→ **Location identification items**
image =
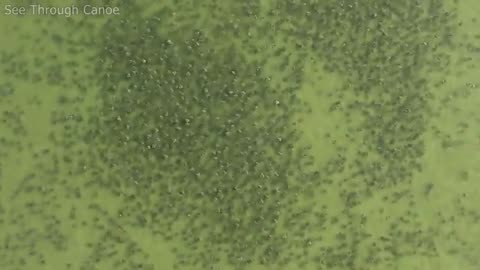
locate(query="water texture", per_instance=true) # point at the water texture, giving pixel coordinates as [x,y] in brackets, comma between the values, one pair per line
[240,135]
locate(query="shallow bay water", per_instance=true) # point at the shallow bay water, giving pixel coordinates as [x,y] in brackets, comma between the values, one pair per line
[241,135]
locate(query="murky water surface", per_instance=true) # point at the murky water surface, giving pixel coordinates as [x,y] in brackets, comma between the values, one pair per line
[239,135]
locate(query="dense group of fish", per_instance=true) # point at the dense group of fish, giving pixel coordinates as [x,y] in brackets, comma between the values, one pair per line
[184,124]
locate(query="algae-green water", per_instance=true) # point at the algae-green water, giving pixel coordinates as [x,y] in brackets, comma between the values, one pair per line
[240,135]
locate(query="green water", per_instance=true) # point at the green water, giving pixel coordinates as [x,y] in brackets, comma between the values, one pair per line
[241,135]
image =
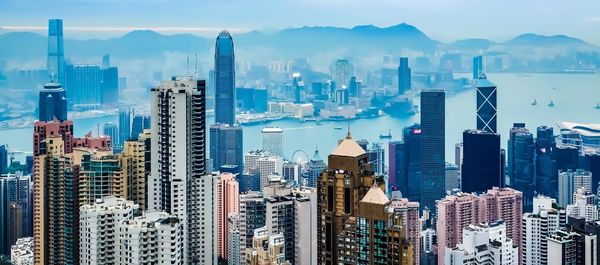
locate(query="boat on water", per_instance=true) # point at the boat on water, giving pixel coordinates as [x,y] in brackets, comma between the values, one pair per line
[386,136]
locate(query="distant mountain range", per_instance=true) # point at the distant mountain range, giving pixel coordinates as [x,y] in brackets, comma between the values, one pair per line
[293,42]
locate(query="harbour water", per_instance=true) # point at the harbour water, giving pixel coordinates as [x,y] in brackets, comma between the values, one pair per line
[574,95]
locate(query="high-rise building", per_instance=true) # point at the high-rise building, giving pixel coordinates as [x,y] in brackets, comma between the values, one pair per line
[342,185]
[21,253]
[477,67]
[56,51]
[482,163]
[537,225]
[56,204]
[341,73]
[267,164]
[111,234]
[178,150]
[457,212]
[84,86]
[546,181]
[313,169]
[227,203]
[252,217]
[16,218]
[404,76]
[226,146]
[272,140]
[433,161]
[224,79]
[124,126]
[485,243]
[52,103]
[487,105]
[521,170]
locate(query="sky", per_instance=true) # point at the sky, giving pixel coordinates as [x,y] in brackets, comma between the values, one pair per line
[444,20]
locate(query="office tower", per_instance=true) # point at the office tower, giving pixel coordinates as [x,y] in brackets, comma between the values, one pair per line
[569,181]
[409,213]
[16,218]
[139,123]
[224,79]
[376,157]
[433,161]
[43,130]
[457,212]
[226,146]
[584,205]
[52,103]
[227,192]
[482,166]
[521,169]
[111,130]
[272,140]
[56,52]
[267,164]
[21,253]
[56,204]
[313,169]
[453,179]
[178,148]
[342,185]
[561,248]
[99,224]
[485,243]
[3,158]
[537,225]
[486,105]
[249,180]
[110,86]
[341,73]
[84,86]
[124,126]
[477,67]
[546,181]
[153,238]
[266,249]
[404,76]
[135,163]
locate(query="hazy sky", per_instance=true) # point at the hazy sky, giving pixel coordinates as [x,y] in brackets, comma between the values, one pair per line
[445,20]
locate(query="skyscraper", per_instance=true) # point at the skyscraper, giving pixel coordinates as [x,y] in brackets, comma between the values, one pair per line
[178,150]
[404,76]
[477,67]
[486,105]
[224,79]
[342,185]
[483,167]
[520,163]
[272,140]
[226,146]
[56,52]
[52,103]
[433,163]
[546,181]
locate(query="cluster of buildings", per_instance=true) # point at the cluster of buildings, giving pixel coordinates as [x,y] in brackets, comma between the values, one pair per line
[169,189]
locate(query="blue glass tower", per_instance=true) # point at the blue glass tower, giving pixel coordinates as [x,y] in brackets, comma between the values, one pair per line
[56,52]
[53,103]
[224,79]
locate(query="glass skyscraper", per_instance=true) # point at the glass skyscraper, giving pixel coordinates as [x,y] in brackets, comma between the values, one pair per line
[53,103]
[433,163]
[224,79]
[56,52]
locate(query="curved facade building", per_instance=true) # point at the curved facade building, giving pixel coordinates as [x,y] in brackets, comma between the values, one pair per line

→ **WHAT YOU WILL DO**
Return to the listing above and set it down exactly, leaving out its pictures.

→ **CORRECT ANSWER**
image =
locate(query="water texture", per_instance=true) # point at the water texture, giving pixel coordinates as [x,y] in brackets, comma between the values, one pair per line
[240,135]
locate(query="shallow bay water", per_instance=true) # point at the shallow bay water, giving pixel coordinates as [x,y] in brackets, comma between the values, one pair per line
[241,135]
locate(query="murky water surface", per_instance=true) # point at the murky water surface, giving pixel coordinates as [x,y] in brackets, comma between the values, one pair per line
[239,135]
locate(query="dense group of fish", per_instance=true) # point at the dense group of fish, giving pixel coordinates as [x,y] in brackets, comma between the values, one pair per line
[184,124]
locate(query="algae-green water", per_instance=true) # point at the algae-green water, giving pixel coordinates as [x,y] in brackets, comma between the values, one pair per line
[240,135]
locate(query="green water", per_instance=true) # point at the green water, giving pixel coordinates as [x,y] in brackets, comma between the values, one pair per line
[241,135]
image =
locate(query="boat on water", per_instance=true) # point at the boat on water, giving pixel coordinates as [x,y] in brackets, comma between the values, one pair per line
[386,136]
locate(query="distant mountain range", per_instance=true) # point at the distant mountain range, giving pixel coordinates as [x,y] in brackets, comma between the values, one pair per line
[293,42]
locate(query="harbour water", per_instance=true) # point at the harbour water, giving pixel coordinates as [x,y] in brackets, comma between the values, one pair per line
[574,95]
locate(query="high-rise building", per_instance=true) # point at the high-rise building, giving pixel coordinates as [x,y] in brackets, comma between the values, one pair per line
[342,185]
[21,253]
[477,67]
[56,51]
[482,163]
[537,225]
[56,204]
[341,73]
[267,164]
[111,234]
[178,150]
[457,212]
[84,86]
[546,181]
[313,169]
[227,203]
[252,217]
[16,218]
[404,76]
[226,146]
[272,140]
[433,161]
[224,79]
[124,126]
[485,243]
[52,103]
[487,105]
[521,170]
locate(query="sky", per_instance=true) # point at the sky, giving pixel coordinates as [x,y] in brackets, comma between the values, one pair per line
[444,20]
locate(query="office tower", per_instance=true) # point at the office tower, giving pixel coordinates as [x,y] in brackets, comma between the values, one pair per line
[569,181]
[409,213]
[16,218]
[139,123]
[224,79]
[376,157]
[433,161]
[43,130]
[457,212]
[226,146]
[584,205]
[52,103]
[227,192]
[482,166]
[521,169]
[111,130]
[272,140]
[56,52]
[267,164]
[21,253]
[56,204]
[313,169]
[453,179]
[178,148]
[342,185]
[561,248]
[99,224]
[485,243]
[3,158]
[537,225]
[486,105]
[249,180]
[110,86]
[341,73]
[84,86]
[124,126]
[477,67]
[546,181]
[153,238]
[266,249]
[404,76]
[135,163]
locate(query="hazy sky", per_instance=true) # point at the hazy sky, giving pixel coordinates as [x,y] in brackets, comma between the values, one pair per line
[445,20]
locate(query="skyscraper", per_instance=true) # point at the skyscraper, giving pixel coordinates as [x,y] in brackets, comma between the values, one pair per line
[178,150]
[404,76]
[477,67]
[486,105]
[224,79]
[342,185]
[483,167]
[520,163]
[272,140]
[226,146]
[56,52]
[52,103]
[433,163]
[546,181]
locate(query="cluster of buildings", per_instance=true) # point at the cluster of buildings, giving pixel coordinates as [x,y] in brackets, comma between the values, one pair per line
[169,189]
locate(query="blue glass tower", per_instance=true) # point at the blue glass tower, giving pixel coordinates as [x,y] in brackets, comma between the values, one pair per line
[56,52]
[53,103]
[224,79]
locate(query="glass skyscraper", per_instance=true) # point at the glass skyscraper, giving pixel coordinates as [x,y] in brackets, comma between the values, one pair per line
[53,103]
[433,163]
[224,79]
[56,52]
locate(query="curved facade building", per_instance=true) # point at the curved facade building, giving pixel coordinates as [x,y] in brackets, comma between the values, one pair per line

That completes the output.